#### Problem details:
Rescale the part of the data that opens with the line containing "Pick out each instance of the rear" and closes at the end of the data, writing out every line again, requests included. Multiply each coordinate in the answers by 2.6 and round to whole numbers, with halves rounded up.

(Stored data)
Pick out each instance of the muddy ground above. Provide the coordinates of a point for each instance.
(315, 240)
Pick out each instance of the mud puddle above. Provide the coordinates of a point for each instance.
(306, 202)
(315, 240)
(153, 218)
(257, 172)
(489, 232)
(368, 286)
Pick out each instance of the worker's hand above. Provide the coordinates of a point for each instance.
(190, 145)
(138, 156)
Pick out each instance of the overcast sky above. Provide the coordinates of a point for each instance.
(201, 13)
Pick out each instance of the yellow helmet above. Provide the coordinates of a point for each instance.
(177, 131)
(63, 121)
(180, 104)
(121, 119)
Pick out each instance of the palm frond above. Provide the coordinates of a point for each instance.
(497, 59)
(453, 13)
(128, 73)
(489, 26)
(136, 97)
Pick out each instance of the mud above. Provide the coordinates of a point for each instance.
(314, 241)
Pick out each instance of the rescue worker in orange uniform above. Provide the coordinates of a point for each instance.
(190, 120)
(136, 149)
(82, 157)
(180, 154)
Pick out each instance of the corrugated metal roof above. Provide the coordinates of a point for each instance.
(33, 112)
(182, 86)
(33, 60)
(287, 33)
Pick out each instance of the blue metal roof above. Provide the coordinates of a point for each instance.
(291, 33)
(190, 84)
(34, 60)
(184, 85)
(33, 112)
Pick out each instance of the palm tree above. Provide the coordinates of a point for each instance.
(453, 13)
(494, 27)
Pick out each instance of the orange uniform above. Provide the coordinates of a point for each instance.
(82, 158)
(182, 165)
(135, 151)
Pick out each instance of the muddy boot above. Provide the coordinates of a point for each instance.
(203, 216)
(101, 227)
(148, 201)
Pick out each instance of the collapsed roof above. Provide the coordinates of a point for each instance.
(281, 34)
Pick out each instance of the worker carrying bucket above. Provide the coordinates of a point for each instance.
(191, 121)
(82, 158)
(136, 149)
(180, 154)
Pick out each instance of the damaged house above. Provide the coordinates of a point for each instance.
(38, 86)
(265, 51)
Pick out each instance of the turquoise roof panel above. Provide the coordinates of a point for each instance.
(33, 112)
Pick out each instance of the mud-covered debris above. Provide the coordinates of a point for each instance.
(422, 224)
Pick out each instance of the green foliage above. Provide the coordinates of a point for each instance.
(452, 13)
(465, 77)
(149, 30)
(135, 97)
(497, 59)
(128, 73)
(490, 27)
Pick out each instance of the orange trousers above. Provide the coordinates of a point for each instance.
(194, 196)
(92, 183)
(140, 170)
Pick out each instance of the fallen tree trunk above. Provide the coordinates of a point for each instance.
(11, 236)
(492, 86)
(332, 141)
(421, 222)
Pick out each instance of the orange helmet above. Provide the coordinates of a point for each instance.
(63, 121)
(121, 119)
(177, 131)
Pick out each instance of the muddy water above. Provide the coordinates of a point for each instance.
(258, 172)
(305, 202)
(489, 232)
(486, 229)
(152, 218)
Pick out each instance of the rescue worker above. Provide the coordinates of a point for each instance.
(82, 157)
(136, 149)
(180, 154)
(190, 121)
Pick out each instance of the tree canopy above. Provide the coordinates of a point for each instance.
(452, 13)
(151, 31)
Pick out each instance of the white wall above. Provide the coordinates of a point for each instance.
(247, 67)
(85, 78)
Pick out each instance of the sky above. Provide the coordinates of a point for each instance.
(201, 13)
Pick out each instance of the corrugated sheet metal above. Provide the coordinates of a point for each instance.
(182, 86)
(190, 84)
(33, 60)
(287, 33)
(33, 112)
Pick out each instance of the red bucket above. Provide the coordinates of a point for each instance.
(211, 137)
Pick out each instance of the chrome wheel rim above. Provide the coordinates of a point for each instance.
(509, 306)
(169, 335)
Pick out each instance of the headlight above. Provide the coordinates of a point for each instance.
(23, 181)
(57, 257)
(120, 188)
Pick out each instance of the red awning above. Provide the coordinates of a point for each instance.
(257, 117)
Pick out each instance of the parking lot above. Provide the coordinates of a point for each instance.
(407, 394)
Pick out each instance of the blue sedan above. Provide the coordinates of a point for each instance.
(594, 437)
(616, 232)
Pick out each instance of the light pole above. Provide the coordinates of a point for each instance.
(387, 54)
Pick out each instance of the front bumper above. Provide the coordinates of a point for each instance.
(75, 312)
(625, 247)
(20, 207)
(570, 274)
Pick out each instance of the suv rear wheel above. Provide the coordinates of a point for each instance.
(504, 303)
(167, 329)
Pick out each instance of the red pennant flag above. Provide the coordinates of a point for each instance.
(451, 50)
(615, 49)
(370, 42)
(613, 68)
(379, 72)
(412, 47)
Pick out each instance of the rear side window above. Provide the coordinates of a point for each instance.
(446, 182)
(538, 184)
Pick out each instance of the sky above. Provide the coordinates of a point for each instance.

#### The reply:
Pick out each instance of the rear side window above. Provide the coordinates of a point for each instance.
(1160, 473)
(1399, 478)
Pick out each instance of the sky above. Provide the coordinates of a point for each instance.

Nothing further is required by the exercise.